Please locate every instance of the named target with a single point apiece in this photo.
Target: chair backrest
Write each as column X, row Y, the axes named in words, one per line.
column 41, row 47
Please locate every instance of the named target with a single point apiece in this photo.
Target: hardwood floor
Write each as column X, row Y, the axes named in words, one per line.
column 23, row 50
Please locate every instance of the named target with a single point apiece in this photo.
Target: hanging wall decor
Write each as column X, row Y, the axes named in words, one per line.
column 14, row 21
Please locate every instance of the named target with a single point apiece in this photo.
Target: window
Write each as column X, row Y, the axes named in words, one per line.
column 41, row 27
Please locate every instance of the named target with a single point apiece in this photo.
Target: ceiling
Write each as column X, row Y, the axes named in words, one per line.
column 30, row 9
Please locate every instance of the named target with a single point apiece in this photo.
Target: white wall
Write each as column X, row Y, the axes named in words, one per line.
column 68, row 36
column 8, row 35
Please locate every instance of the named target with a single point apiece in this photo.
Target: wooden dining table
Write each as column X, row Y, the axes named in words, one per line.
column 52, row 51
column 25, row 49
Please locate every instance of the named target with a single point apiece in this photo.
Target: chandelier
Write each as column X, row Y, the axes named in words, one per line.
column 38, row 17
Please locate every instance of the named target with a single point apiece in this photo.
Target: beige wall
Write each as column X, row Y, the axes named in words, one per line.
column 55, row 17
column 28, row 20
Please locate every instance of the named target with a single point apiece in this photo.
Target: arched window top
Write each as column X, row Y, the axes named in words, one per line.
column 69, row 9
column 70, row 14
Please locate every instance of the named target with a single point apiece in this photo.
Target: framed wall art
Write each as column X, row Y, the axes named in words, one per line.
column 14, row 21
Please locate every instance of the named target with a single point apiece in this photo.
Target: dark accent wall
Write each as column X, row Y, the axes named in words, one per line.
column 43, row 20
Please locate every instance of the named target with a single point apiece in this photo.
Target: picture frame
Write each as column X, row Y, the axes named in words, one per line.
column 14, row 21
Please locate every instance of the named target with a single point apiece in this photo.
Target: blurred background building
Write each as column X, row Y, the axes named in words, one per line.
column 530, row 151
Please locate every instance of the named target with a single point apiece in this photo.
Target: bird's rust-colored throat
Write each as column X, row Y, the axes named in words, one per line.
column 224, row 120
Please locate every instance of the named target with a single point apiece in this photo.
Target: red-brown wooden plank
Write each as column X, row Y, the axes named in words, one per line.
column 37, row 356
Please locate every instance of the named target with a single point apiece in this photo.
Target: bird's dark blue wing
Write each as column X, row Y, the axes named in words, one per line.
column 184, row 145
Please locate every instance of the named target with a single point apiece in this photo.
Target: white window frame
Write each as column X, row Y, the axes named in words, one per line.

--------------------

**Set exercise**
Rewrite every one of the rows above, changing "one per line" to "each on its own line" and leaving all other text as it stands.

**The solution**
Please locate every instance of the named target with a single point apiece in this photo.
Target: chair backrest
Write each as column X, row Y, the axes named in words, each on its own line.
column 41, row 47
Please locate every instance of the named target with a single point apiece in this photo.
Target: hardwood floor
Write each as column X, row Y, the axes named in words, each on its own line.
column 23, row 50
Please locate every instance of the named target with a single point apiece in this photo.
Target: hanging wall decor
Write each as column X, row Y, the axes named in words, each on its own line.
column 14, row 21
Please locate every instance of the named target with a single point apiece in this photo.
Target: window
Write each as column X, row Y, the axes named in words, each on its own line.
column 41, row 27
Please locate every instance of the named target with a single point apiece in this photo.
Target: ceiling
Write each as column X, row Y, the axes named in words, each on its own line.
column 30, row 9
Please locate every instance of the named target with a single point apiece in this photo.
Target: white wall
Write each as column X, row Y, the axes named in words, each on its own line.
column 68, row 36
column 8, row 35
Please locate every instance of the named target with a single point apiece in this photo.
Target: wooden dining table
Write each as column X, row Y, the axes named in words, each on its own line.
column 52, row 51
column 25, row 49
Please locate every instance of the named target with a single point apiece in this photo.
Target: chandelier
Write each as column X, row Y, the axes named in words, each on its own line.
column 38, row 17
Please locate every instance of the named target with a single point apiece in this photo.
Target: beige wall
Write each as column X, row Y, the axes named in words, each on its own line.
column 55, row 17
column 28, row 20
Please locate every instance of the named target with a single point apiece in this photo.
Target: arched window top
Write each as column X, row Y, the axes named in words, each on its own line.
column 69, row 9
column 70, row 14
Please locate every instance of the named target with a single point apiece in this photo.
Target: framed wall art
Write each as column X, row Y, the axes named in words, each on its own line.
column 14, row 21
Please locate every instance of the named target with a single point apiece in this photo.
Target: dark accent wall
Write each as column X, row Y, the axes named in words, each on its own line.
column 43, row 20
Please locate every instance of the named target with a single point apiece in this photo.
Target: picture frame
Write each as column X, row Y, the axes named in words, each on its own line.
column 14, row 21
Please locate every instance of the named target with a single point apiece in this photo.
Target: blurred background building
Write each as column X, row Y, the axes named in words, each on its own line.
column 530, row 151
Please locate every instance of the named target with a single point apiece in this photo.
Target: bird's rust-colored throat
Write each as column X, row Y, the axes named in words, each on its own line.
column 224, row 120
Please locate every instance of the named target with a single point apiece in this photo.
Target: red-brown wooden plank
Write each as column X, row Y, the axes named in words, each on its own line.
column 37, row 356
Please locate every instance of the named target with a single point apiece in this photo.
Target: bird's dark blue wing
Write each as column X, row Y, the axes named in words, each on its own line.
column 184, row 145
Please locate every instance of the named target with a single point apiece in this photo.
Target: white window frame
Write each as column X, row Y, the axes named in words, each on its own line.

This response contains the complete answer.